(Saved data entries)
^^^^^^^^^^^^^^^^
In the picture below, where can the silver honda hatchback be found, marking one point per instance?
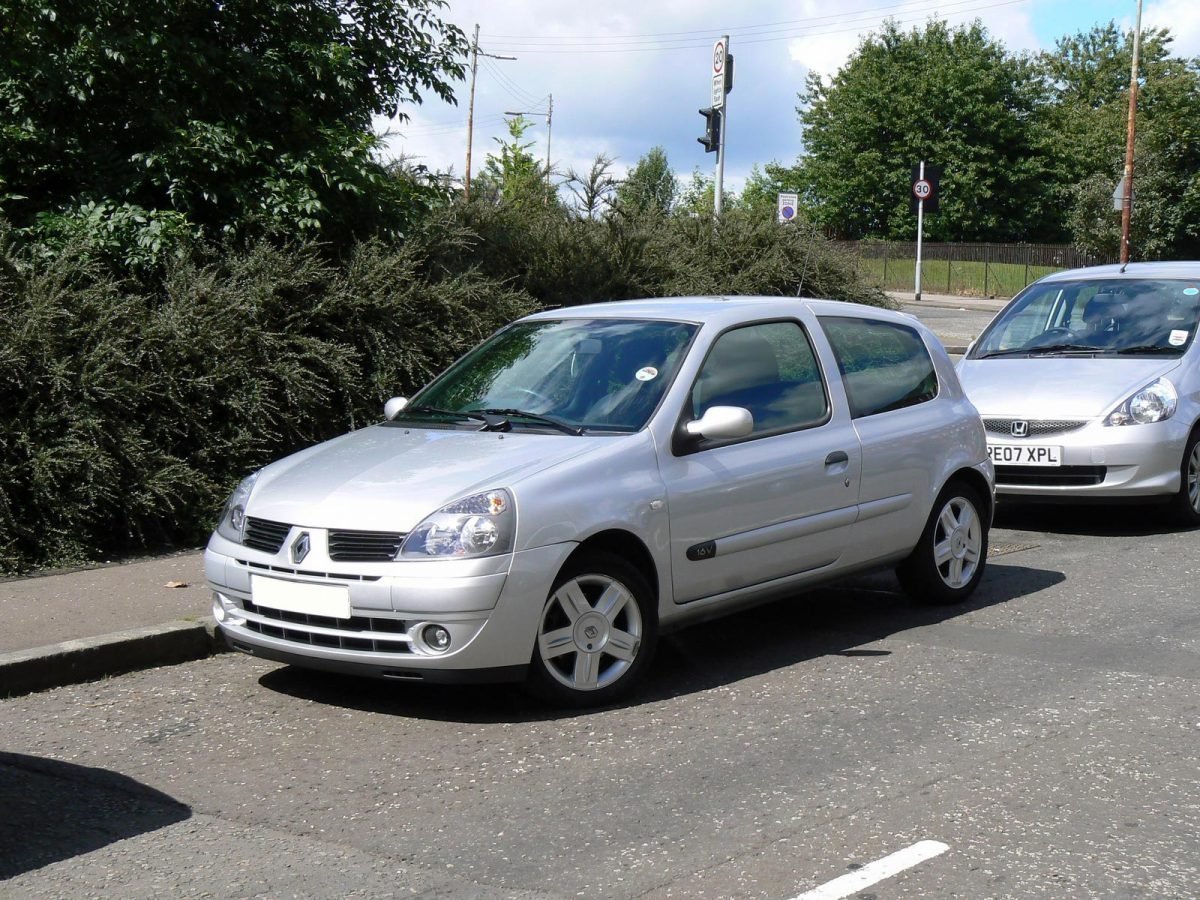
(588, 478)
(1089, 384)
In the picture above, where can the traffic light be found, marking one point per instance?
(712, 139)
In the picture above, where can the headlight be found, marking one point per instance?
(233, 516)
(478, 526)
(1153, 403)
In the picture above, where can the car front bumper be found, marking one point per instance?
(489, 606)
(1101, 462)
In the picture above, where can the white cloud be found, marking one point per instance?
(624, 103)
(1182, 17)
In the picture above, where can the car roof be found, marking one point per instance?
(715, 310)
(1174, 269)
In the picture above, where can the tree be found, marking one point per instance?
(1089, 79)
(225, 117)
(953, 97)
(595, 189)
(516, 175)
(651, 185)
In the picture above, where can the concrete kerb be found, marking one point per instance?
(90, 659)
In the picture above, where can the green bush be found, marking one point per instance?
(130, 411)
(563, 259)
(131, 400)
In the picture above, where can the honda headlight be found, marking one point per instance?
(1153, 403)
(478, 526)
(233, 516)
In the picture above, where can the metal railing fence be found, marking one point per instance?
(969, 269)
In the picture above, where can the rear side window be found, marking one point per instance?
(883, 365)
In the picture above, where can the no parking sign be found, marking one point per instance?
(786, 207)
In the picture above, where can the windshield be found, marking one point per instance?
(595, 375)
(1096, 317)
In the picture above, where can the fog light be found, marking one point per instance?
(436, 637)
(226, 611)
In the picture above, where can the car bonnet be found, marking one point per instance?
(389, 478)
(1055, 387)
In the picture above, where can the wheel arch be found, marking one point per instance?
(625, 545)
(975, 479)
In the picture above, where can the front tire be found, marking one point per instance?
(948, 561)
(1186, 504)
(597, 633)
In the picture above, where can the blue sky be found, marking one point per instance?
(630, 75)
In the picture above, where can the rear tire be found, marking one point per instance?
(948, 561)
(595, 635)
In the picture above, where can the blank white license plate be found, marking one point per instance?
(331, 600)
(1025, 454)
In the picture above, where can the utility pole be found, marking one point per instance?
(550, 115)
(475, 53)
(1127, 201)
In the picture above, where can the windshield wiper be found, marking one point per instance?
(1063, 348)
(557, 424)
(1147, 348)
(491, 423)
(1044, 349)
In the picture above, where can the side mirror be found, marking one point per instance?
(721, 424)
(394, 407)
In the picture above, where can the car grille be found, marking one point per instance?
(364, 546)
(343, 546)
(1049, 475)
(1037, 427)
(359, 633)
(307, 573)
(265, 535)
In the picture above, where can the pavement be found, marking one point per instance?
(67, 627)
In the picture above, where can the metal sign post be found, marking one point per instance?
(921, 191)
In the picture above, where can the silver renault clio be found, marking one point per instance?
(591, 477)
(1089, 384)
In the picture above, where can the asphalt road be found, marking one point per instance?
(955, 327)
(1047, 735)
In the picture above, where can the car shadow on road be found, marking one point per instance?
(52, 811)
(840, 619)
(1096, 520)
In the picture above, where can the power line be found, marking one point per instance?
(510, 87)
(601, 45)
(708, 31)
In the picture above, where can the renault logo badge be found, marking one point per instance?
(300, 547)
^^^^^^^^^^^^^^^^
--- Task directions ---
An exact copy of every line above, minus the pictures, is the required output.

--- Answer below ---
In the picture below, where can the silver honda hatchback be found, marking one point per instance?
(588, 478)
(1089, 384)
In the picture above, where can the traffic light be found, marking one point per instance?
(712, 139)
In the picture above, where can the headlight be found, marking one point per instance?
(233, 516)
(478, 526)
(1153, 403)
In the picture above, where can the car front bumper be found, marking one point per instance?
(489, 606)
(1101, 462)
In the picture above, where can the white cloud be found, marking one point per instance?
(624, 103)
(1182, 17)
In the picture above, where can the car roof be found, marking one point per instance?
(715, 310)
(1174, 269)
In the picture above, where can the tree be found, marking one point per instance?
(1089, 79)
(225, 117)
(953, 97)
(595, 189)
(516, 175)
(651, 185)
In the picture above, where can the concrete kerb be found, marking one point per instance?
(90, 659)
In the picture above, where can the green bush be found, marking one point per instance?
(130, 411)
(563, 259)
(131, 400)
In the picture above, where can the honda headlight be found, marking one point per instance?
(1153, 403)
(478, 526)
(233, 516)
In the picture above, where can the metal railing fence be found, marking one point per instance?
(969, 269)
In the picture above, where can the rear side window be found, marking one point per instance?
(883, 365)
In the picture above, where can the no parking sign be found, marking one point per instance?
(786, 207)
In the picture above, where can the windshield be found, marking one point per instance?
(595, 375)
(1096, 317)
In the picture above, where can the fog light be found, marking one point per instance?
(436, 637)
(226, 611)
In the picture above, where can the car bonnet be found, marking one point per instance?
(389, 478)
(1055, 387)
In the picture above, where can the wheel arch be found, marking one point per instance?
(625, 545)
(975, 479)
In the picture above, where can the front tire be found, marking one point per instance?
(948, 561)
(1186, 504)
(597, 633)
In the picture above, where can the blue sky be found, marking one point per instance?
(630, 75)
In the picture above, where can the rear tire be found, marking one point per instance?
(948, 561)
(595, 635)
In the picture above, where can the blank white license plate be found, marking one point per instance?
(331, 600)
(1025, 454)
In the picture above, where can the utility pole be found, marking one point per instance?
(550, 115)
(475, 53)
(1127, 201)
In the picture above, where can the windshield wiper be found, marking one point per instance?
(1063, 348)
(557, 424)
(1147, 348)
(491, 423)
(1044, 349)
In the picture above, where can the side mirror be found, marking one point per instance?
(721, 424)
(394, 407)
In the picture above, where can the car grille be found, marking one point per instance?
(364, 546)
(343, 546)
(1049, 475)
(1037, 427)
(359, 633)
(307, 573)
(265, 535)
In the picture above, where can the pavement be found, marking one point per instance?
(67, 627)
In the picture above, where can the metal sign post be found, marking one point per instance?
(921, 191)
In the picture above, where can the silver renault clio be found, marking one point per instance?
(591, 477)
(1089, 384)
In the picture above, where can the asphalt road be found, marking one point per instance?
(955, 327)
(1047, 735)
In the picture above, where can the car shadow on road be found, marking one point per instance?
(52, 811)
(840, 619)
(1096, 520)
In the picture above, where can the power line be found, marking one point per instance?
(510, 87)
(601, 45)
(708, 31)
In the picture above, where can the renault logo badge be found, marking one point per instance?
(300, 547)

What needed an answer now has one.